• RECORD EXCERPTS
────────────────────

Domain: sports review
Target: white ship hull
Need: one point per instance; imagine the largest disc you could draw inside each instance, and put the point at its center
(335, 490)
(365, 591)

────────────────────

Copy every line of the rows above, requests included. Multiply each point coordinate in the answers by 0.75 and round it to a whole number, rounding halves up.

Domain: sports review
Target: white ship hull
Need: one point per instance; imagine the largest disc you could draw inside each instance, and put the point at its center
(251, 368)
(274, 443)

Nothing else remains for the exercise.